Stored dataset items:
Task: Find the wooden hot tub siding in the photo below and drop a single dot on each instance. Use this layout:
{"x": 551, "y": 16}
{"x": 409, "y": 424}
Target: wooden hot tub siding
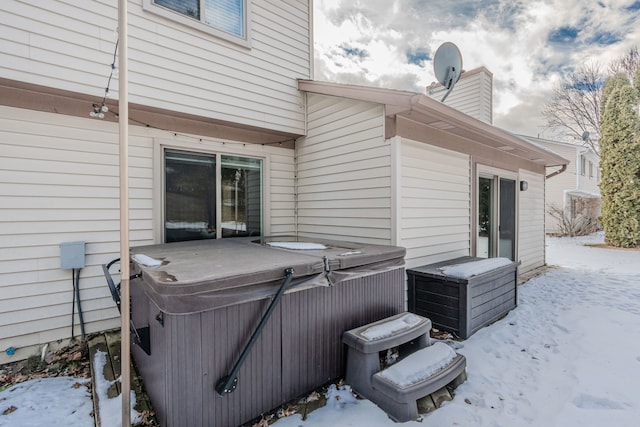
{"x": 299, "y": 349}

WORK TO COMPLETE: Your copy should hold every record word for word and none of the pictures.

ANSWER:
Task: Find the wooden hot tub siding in the photo below and drop a single dot on each instance. Use this layout:
{"x": 551, "y": 16}
{"x": 409, "y": 424}
Target: wooden hot tub siding
{"x": 299, "y": 349}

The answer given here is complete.